WORK ITEM: Exactly and in full, give the records again.

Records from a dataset
*** Begin section ***

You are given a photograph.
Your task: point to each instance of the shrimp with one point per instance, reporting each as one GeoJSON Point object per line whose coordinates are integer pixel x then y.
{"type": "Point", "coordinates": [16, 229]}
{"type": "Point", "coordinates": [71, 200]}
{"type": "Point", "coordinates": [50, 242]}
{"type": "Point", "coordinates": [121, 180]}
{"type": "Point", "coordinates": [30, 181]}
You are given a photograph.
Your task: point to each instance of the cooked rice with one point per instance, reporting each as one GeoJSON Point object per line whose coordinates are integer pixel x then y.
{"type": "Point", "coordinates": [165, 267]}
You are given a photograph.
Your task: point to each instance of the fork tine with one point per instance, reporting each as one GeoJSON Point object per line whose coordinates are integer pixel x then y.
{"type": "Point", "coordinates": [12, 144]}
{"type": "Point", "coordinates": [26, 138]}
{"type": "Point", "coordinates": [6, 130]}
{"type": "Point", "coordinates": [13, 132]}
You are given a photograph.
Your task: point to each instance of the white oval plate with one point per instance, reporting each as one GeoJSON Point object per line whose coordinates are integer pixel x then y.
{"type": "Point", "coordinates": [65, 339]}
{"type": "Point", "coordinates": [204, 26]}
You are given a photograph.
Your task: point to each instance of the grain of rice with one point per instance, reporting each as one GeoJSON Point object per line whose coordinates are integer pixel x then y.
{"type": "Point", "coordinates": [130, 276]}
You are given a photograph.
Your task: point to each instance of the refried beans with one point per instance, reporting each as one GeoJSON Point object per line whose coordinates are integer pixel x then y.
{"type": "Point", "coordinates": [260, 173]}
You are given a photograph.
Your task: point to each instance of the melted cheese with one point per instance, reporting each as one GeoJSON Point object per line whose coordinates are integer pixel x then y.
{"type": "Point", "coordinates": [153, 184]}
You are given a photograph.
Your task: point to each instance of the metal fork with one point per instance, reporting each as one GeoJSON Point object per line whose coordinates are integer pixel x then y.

*** End section ***

ANSWER TO THIS PROBLEM:
You are given a photograph.
Your task: point to each instance of the shrimp with one point per instance, reporting each as one GeoJSON Point object per line whose coordinates are integer pixel x then y.
{"type": "Point", "coordinates": [16, 229]}
{"type": "Point", "coordinates": [71, 200]}
{"type": "Point", "coordinates": [50, 242]}
{"type": "Point", "coordinates": [121, 180]}
{"type": "Point", "coordinates": [30, 181]}
You are given a photograph.
Your task: point to each instance of the cooked rice with one point per instance, reporting each as one GeoJSON Point object per line whose coordinates are integer pixel x then y.
{"type": "Point", "coordinates": [165, 267]}
You are given a photograph.
Your task: point to each instance of the fork tine with one point per instance, reporting each as one GeoJSON Point object per line whose coordinates are integer pixel x then y.
{"type": "Point", "coordinates": [12, 144]}
{"type": "Point", "coordinates": [26, 138]}
{"type": "Point", "coordinates": [6, 130]}
{"type": "Point", "coordinates": [13, 132]}
You are given a photograph.
Your task: point to each instance of the white oval plate with one point per instance, reporting each as one GeoJSON Point object per line whose coordinates are integer pixel x then y.
{"type": "Point", "coordinates": [65, 339]}
{"type": "Point", "coordinates": [204, 26]}
You are given a photograph.
Your task: point to each instance of the grain of rice with one point per instance, reporting each as one GeoJSON Point object per line whose coordinates are integer pixel x then y.
{"type": "Point", "coordinates": [130, 276]}
You are given a photograph.
Your task: point to each instance of the refried beans with one point per instance, reporting each as one GeoJSON Point object per line whose coordinates are integer pixel x then y.
{"type": "Point", "coordinates": [260, 173]}
You are given a photograph.
Your task: point to each instance of the melted cheese with one point per instance, reporting each as one GeoJSON Point object per line whose coordinates are integer pixel x then y.
{"type": "Point", "coordinates": [153, 184]}
You are given a photograph.
Your task: point to each instance of the metal fork with one point per instance, reporting each as one GeoJSON Point object per line whose coordinates are integer pixel x then y.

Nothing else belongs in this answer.